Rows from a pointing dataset
|---|

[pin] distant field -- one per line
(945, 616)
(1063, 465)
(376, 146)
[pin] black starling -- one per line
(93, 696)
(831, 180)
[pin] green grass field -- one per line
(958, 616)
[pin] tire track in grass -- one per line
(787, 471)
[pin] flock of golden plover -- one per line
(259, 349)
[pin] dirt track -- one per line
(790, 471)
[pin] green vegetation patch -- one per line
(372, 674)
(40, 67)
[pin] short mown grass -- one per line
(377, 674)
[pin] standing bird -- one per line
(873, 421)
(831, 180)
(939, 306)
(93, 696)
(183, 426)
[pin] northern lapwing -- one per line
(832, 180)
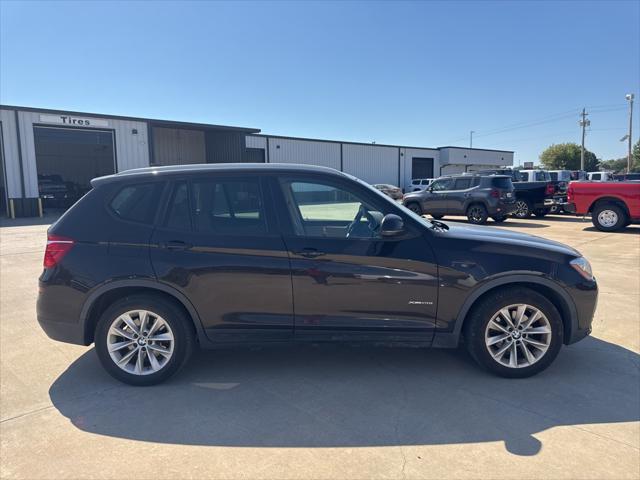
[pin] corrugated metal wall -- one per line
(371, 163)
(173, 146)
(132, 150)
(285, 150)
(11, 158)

|---|

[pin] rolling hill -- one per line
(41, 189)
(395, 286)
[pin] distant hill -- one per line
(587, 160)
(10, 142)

|---|

• _Task details_: Which lines in the records above contain the word "green"? Copy each of them.

• _Expected output_:
[pin] green grass field -- one per line
[pin] green vegetation patch -- one per line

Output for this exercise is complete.